§ **Given data**:
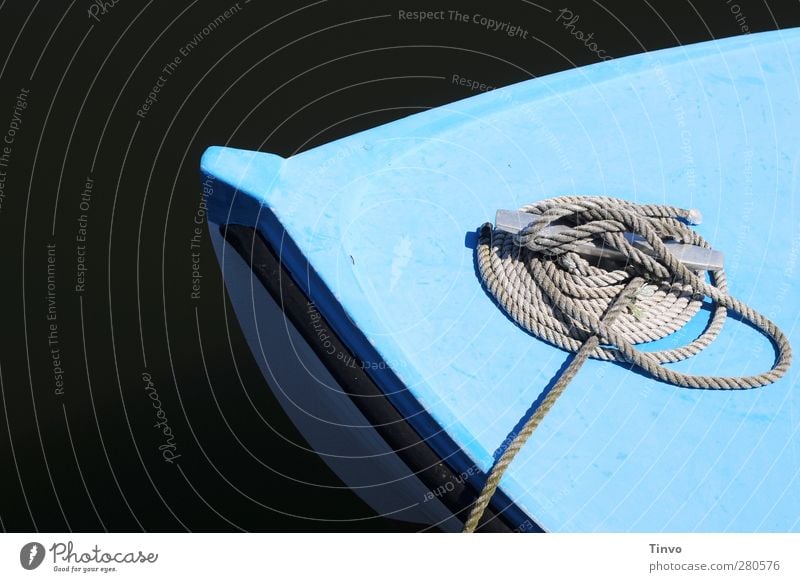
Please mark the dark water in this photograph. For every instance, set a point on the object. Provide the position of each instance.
(107, 108)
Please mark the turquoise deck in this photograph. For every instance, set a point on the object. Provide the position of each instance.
(385, 218)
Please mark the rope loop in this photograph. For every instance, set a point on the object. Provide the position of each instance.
(601, 311)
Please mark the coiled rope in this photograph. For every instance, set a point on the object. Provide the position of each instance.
(551, 291)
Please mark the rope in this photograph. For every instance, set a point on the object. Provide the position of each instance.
(601, 311)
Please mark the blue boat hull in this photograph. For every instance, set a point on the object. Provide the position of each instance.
(377, 231)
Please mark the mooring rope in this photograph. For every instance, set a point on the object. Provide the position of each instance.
(539, 278)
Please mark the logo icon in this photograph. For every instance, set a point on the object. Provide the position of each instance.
(31, 555)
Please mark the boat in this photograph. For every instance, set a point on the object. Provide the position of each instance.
(352, 270)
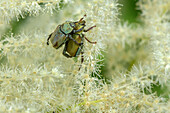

§ **Set exercise**: Copy every one of the records above word for word, leaving out the pictures.

§ **The response**:
Please mark the dark water in this photograph. For every instance, set a point on the object. Provide the position of each instance.
(107, 108)
Please mark the turquoise deck in this photograph. For every instance, set a point on the object. Provide the position of each instance.
(385, 218)
Please mark the rope loop in this photograph. For every instance, set a point on the object. Provide the position of each instance.
(601, 311)
Please mark the coiled rope in this photograph. For every instance, set a point on the object. Provide the position of each instance.
(551, 291)
Please mark the rope in this photograph. For every instance, set a point on the object. Provide the position of each instance.
(601, 311)
Please mark the blue boat hull in this photograph. For every instance, set a point on the object. Provide the position of each instance.
(377, 231)
Please mark the mooring rope in this photograph. For every instance, set a point on the object. Provide the position of each instance.
(539, 278)
Please mark the logo icon in this photograph. For every instance, set a point on the object. Provide the position of each instance.
(31, 555)
Please mark the boat in this photograph. For every instance, set a point on the object. Provide the position of each instance.
(352, 270)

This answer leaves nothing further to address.